- _Task goal_
Exclude the images and repeat all remaining entries exactly.
*** Task data ***
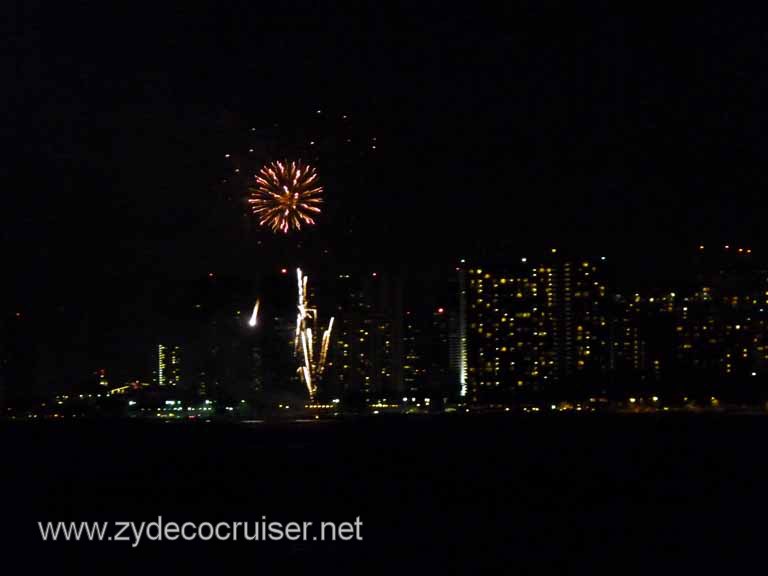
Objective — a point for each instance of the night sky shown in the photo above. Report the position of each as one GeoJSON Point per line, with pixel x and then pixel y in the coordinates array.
{"type": "Point", "coordinates": [635, 134]}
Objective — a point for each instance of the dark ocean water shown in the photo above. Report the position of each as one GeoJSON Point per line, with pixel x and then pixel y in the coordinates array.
{"type": "Point", "coordinates": [506, 494]}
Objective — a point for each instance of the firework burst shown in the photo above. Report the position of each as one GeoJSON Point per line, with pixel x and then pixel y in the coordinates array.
{"type": "Point", "coordinates": [286, 196]}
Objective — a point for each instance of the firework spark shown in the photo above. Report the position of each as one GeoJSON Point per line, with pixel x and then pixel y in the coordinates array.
{"type": "Point", "coordinates": [254, 315]}
{"type": "Point", "coordinates": [286, 196]}
{"type": "Point", "coordinates": [304, 343]}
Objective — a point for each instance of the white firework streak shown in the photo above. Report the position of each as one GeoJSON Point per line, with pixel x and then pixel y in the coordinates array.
{"type": "Point", "coordinates": [312, 364]}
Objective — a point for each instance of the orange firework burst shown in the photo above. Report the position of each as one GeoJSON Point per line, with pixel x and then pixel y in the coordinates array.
{"type": "Point", "coordinates": [286, 196]}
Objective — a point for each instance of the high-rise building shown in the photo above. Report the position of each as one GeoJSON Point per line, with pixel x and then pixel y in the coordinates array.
{"type": "Point", "coordinates": [368, 346]}
{"type": "Point", "coordinates": [532, 326]}
{"type": "Point", "coordinates": [168, 372]}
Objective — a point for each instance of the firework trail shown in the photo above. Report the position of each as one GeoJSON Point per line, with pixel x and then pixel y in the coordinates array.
{"type": "Point", "coordinates": [304, 343]}
{"type": "Point", "coordinates": [254, 315]}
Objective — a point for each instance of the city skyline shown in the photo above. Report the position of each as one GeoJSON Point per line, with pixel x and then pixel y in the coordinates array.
{"type": "Point", "coordinates": [571, 333]}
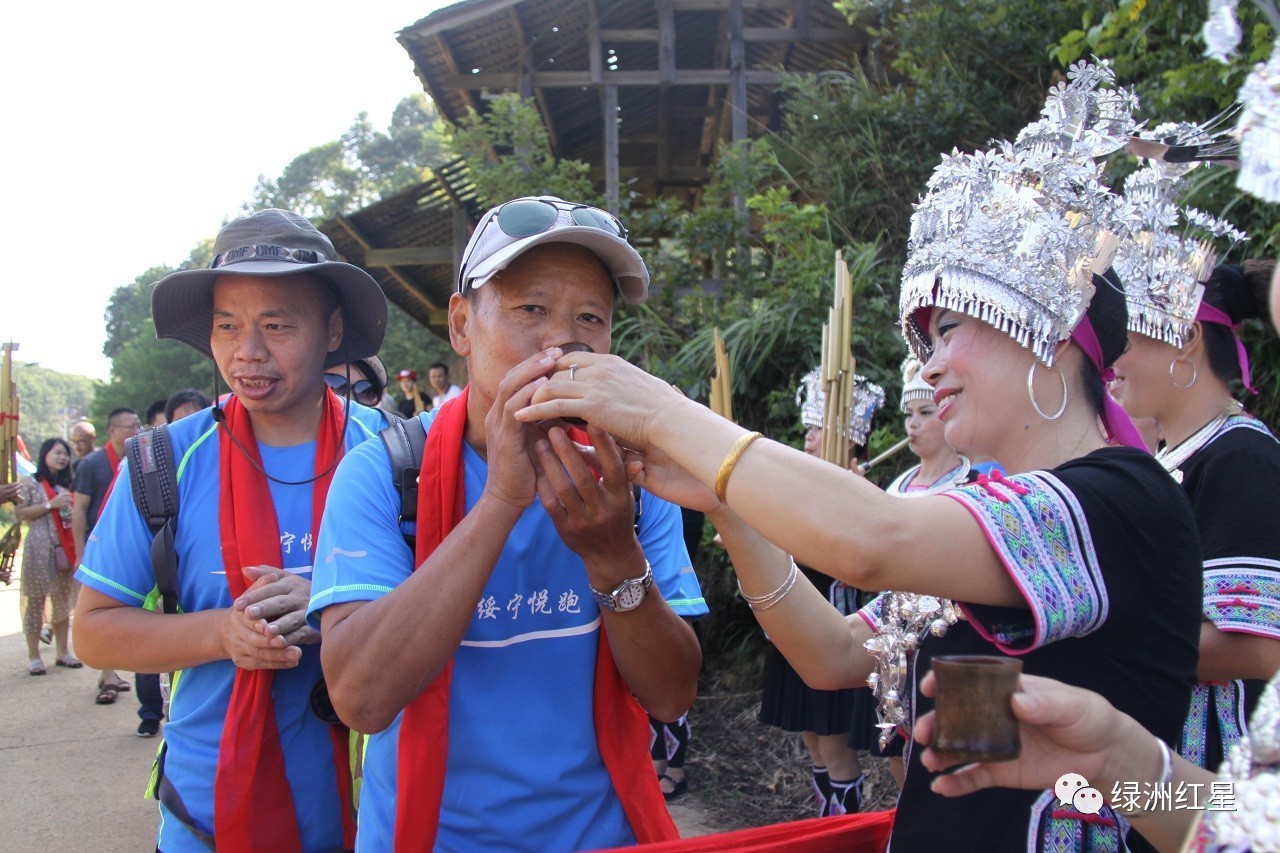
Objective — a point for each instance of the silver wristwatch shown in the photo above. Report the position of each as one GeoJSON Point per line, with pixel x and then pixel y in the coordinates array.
{"type": "Point", "coordinates": [627, 594]}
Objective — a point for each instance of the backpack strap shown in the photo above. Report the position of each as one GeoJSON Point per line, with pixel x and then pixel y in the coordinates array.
{"type": "Point", "coordinates": [155, 492]}
{"type": "Point", "coordinates": [405, 441]}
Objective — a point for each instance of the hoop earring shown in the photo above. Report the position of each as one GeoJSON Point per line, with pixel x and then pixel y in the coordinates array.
{"type": "Point", "coordinates": [1194, 374]}
{"type": "Point", "coordinates": [1031, 392]}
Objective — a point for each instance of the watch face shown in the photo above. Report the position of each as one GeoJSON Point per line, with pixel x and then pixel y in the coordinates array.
{"type": "Point", "coordinates": [630, 596]}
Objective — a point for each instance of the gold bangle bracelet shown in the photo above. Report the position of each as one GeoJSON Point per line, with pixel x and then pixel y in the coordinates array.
{"type": "Point", "coordinates": [730, 463]}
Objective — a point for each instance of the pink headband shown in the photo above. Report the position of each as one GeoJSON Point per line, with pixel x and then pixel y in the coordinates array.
{"type": "Point", "coordinates": [1208, 314]}
{"type": "Point", "coordinates": [1115, 419]}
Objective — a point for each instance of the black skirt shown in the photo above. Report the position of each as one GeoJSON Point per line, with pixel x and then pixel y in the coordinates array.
{"type": "Point", "coordinates": [791, 705]}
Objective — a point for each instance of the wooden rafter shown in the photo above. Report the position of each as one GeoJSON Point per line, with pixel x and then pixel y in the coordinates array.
{"type": "Point", "coordinates": [432, 309]}
{"type": "Point", "coordinates": [528, 72]}
{"type": "Point", "coordinates": [452, 64]}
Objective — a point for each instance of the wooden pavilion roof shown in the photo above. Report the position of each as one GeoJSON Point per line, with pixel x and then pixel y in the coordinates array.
{"type": "Point", "coordinates": [672, 63]}
{"type": "Point", "coordinates": [670, 73]}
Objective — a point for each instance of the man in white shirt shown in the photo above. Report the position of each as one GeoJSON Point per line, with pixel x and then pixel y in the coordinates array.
{"type": "Point", "coordinates": [442, 389]}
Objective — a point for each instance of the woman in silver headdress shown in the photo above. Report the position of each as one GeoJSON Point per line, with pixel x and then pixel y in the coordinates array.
{"type": "Point", "coordinates": [823, 717]}
{"type": "Point", "coordinates": [1182, 360]}
{"type": "Point", "coordinates": [940, 468]}
{"type": "Point", "coordinates": [1083, 561]}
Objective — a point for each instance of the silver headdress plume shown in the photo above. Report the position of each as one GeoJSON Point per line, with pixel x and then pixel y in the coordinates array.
{"type": "Point", "coordinates": [867, 398]}
{"type": "Point", "coordinates": [1258, 128]}
{"type": "Point", "coordinates": [1173, 250]}
{"type": "Point", "coordinates": [1014, 235]}
{"type": "Point", "coordinates": [914, 387]}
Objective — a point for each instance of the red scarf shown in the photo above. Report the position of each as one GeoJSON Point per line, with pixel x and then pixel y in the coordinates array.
{"type": "Point", "coordinates": [114, 459]}
{"type": "Point", "coordinates": [252, 802]}
{"type": "Point", "coordinates": [621, 725]}
{"type": "Point", "coordinates": [63, 525]}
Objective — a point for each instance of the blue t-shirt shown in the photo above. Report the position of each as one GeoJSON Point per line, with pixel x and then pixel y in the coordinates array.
{"type": "Point", "coordinates": [118, 564]}
{"type": "Point", "coordinates": [524, 770]}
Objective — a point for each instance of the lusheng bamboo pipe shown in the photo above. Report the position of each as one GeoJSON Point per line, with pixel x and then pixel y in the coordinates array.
{"type": "Point", "coordinates": [880, 457]}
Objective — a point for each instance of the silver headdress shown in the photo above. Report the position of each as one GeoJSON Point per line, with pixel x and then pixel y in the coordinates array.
{"type": "Point", "coordinates": [865, 400]}
{"type": "Point", "coordinates": [1014, 235]}
{"type": "Point", "coordinates": [914, 387]}
{"type": "Point", "coordinates": [1173, 250]}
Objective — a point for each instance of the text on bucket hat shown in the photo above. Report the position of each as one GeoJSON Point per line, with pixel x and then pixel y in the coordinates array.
{"type": "Point", "coordinates": [272, 243]}
{"type": "Point", "coordinates": [517, 226]}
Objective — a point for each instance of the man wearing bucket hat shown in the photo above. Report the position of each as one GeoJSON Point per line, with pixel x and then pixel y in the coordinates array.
{"type": "Point", "coordinates": [246, 765]}
{"type": "Point", "coordinates": [542, 596]}
{"type": "Point", "coordinates": [415, 400]}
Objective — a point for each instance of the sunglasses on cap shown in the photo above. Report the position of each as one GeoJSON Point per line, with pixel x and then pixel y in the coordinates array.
***
- _Task output_
Objective — a point for each instance of the night sky shown in the photo above. Report the position of each as one GeoJSON Point per line, with pixel x and then pixel y in the coordinates array.
{"type": "Point", "coordinates": [635, 134]}
Objective — a point for each instance of the dark ocean water shown in the photo above. Report the position of each as one GeoJSON Point per line, with pixel x and then pixel y in the coordinates array.
{"type": "Point", "coordinates": [506, 494]}
Objective — a point for each instance of the firework burst shown in the photo above. Report the position of each as one GeoJSON Point per line, with pixel x and then pixel y in the coordinates array.
{"type": "Point", "coordinates": [286, 196]}
Objective — a point for each instance of the firework spark shown in the photo above. Report the position of each as one GeoJSON Point per line, with pixel x and then pixel y in the coordinates array.
{"type": "Point", "coordinates": [254, 315]}
{"type": "Point", "coordinates": [286, 196]}
{"type": "Point", "coordinates": [304, 343]}
Objective — a point for each instance of the white firework streak shown in the photo above. Report the position of each as one GeoJSON Point per line, with pixel x and then pixel y in the coordinates array.
{"type": "Point", "coordinates": [312, 364]}
Objective — a point for each instance of the orange firework burst shown in the photo above. Report the position of each as one GeoJSON Point per line, with pixel x and then pixel y in the coordinates array.
{"type": "Point", "coordinates": [286, 196]}
Objective — a point for each instance of the high-rise building shown in the photo above. Report the position of each as one GeoJSON Point per line, with pixel x and then pixel y in the coordinates array.
{"type": "Point", "coordinates": [368, 346]}
{"type": "Point", "coordinates": [532, 326]}
{"type": "Point", "coordinates": [168, 372]}
Objective — a point for each instance of the firework trail shown in the photo above. Report the position of each as one GeoJSON Point per line, with pixel x and then pixel y in the coordinates array.
{"type": "Point", "coordinates": [304, 343]}
{"type": "Point", "coordinates": [254, 315]}
Objective — a point for each instance of the city skyline shown in the photo above. Report the position of each as one GeoJSON Point per line, with pixel x and then pixel y in the coordinates array.
{"type": "Point", "coordinates": [571, 333]}
Objective — a point for each instance of the silver wristwatch shown in the photo above. Report the position of each as one GeoJSON Point per line, with pixel x and then pixel y in the coordinates array.
{"type": "Point", "coordinates": [627, 594]}
Objective — a point for each instance of the backpack strap shown in the photo above. Report the position of each as one GeoJSON Point per line, with pixel x and then pixel y in the coordinates array.
{"type": "Point", "coordinates": [155, 492]}
{"type": "Point", "coordinates": [405, 441]}
Objective — a point for each instance of the hoop earring shown in the photo above. Report the position of each as one GeoJSON Point per line, with pixel x and then pixel y in the coordinates array.
{"type": "Point", "coordinates": [1194, 374]}
{"type": "Point", "coordinates": [1031, 392]}
Objective — a point for each instance of the watch face shown in the photo above. Report the position of each as one GeoJSON Point per line, with pixel x and then pixel y in the coordinates array.
{"type": "Point", "coordinates": [630, 596]}
Objective — a point for each instance of the gold bangle bracelet shown in the photo above. Report the position of each as one GeoJSON Point per line, with pixel x and then pixel y in the coordinates array.
{"type": "Point", "coordinates": [730, 463]}
Objective — a point for each instance of the pink headband shown in the photo above. Report the position of each as one GeoJSON Point per line, with pixel x and then pixel y in the coordinates array.
{"type": "Point", "coordinates": [1208, 314]}
{"type": "Point", "coordinates": [1115, 419]}
Objective — a point for each instance of the black skirt shown in the photo above. Report the position of each as one GeoJSON Point per line, with pixel x and then pixel y in the coordinates array.
{"type": "Point", "coordinates": [791, 705]}
Objective — a point for each instance of the wooden rafter shown in the photo above. Report the position of each as one GeoJSON Point per line, with pixel x and then pixel y in the coordinates array.
{"type": "Point", "coordinates": [432, 309]}
{"type": "Point", "coordinates": [528, 72]}
{"type": "Point", "coordinates": [452, 64]}
Objective — a point for each instance of the wooden pavilion roof shown in the photo above. Report the position of each as one GeoJSON Point per line, with pixel x and then pixel y in the coordinates array.
{"type": "Point", "coordinates": [672, 63]}
{"type": "Point", "coordinates": [670, 73]}
Objective — a point for each instance of the man in white shirt shown in the photo above. Report the position of each as one GeoJSON Point per line, with pixel x and then pixel y in the coordinates array.
{"type": "Point", "coordinates": [442, 389]}
Objective — a point for each instance of the woman in silver headdress shown in the photo above. Report the position of each as one GeoJSON Point per line, with pixel x and then pixel y in the coordinates array.
{"type": "Point", "coordinates": [823, 717]}
{"type": "Point", "coordinates": [1182, 360]}
{"type": "Point", "coordinates": [940, 468]}
{"type": "Point", "coordinates": [1083, 561]}
Objective — a point for each instance of the silver headdress plume shown in the photo above. Report the position of each as one GeoJSON Point per line, with pixel x and then pixel y in the coordinates array.
{"type": "Point", "coordinates": [867, 398]}
{"type": "Point", "coordinates": [1258, 128]}
{"type": "Point", "coordinates": [1173, 250]}
{"type": "Point", "coordinates": [1014, 235]}
{"type": "Point", "coordinates": [914, 387]}
Objective — a point for each instance of the red scarf shown in the photo above. Report the position of each as one GeoJSON Point per line, with pixel x and then pixel y in the coordinates array.
{"type": "Point", "coordinates": [114, 459]}
{"type": "Point", "coordinates": [252, 802]}
{"type": "Point", "coordinates": [621, 725]}
{"type": "Point", "coordinates": [63, 525]}
Objective — a point for each instance of the blue t-shirt shown in the photo above. Report the position of each as one GeoJSON Point per line, with pixel x and then pixel y in the coordinates array.
{"type": "Point", "coordinates": [118, 564]}
{"type": "Point", "coordinates": [524, 770]}
Objective — a point for each instance of the lusheng bamboo pipe shown in the photo above. Report the position of each as one GeoJSON Point per line, with pixel x and then pixel y in the coordinates array.
{"type": "Point", "coordinates": [880, 457]}
Objective — a point for each instance of the silver headdress shown in the photo above. Report the position of each as one GeoJSON Point per line, with pixel x and then pixel y in the coordinates array.
{"type": "Point", "coordinates": [865, 400]}
{"type": "Point", "coordinates": [1014, 235]}
{"type": "Point", "coordinates": [914, 387]}
{"type": "Point", "coordinates": [1173, 250]}
Objective — a point for each instance of the text on bucket hat shown in the photo above. Report the position of each as one GeoJSON Point per line, with pixel x and then pixel y in the coordinates array.
{"type": "Point", "coordinates": [272, 243]}
{"type": "Point", "coordinates": [517, 226]}
Objective — a point for each instance of the man wearing bucket hat shown in the photo above. Report the position of each as one GeoJSON Point per line, with pixel x and then pixel y in the coordinates array.
{"type": "Point", "coordinates": [246, 765]}
{"type": "Point", "coordinates": [542, 596]}
{"type": "Point", "coordinates": [415, 400]}
Objective — a point for each instance of the sunglasses on cap shown in the photo above. Report the position of each as one GeoJSON Point per line, with pixel x and then pixel y in the coordinates array.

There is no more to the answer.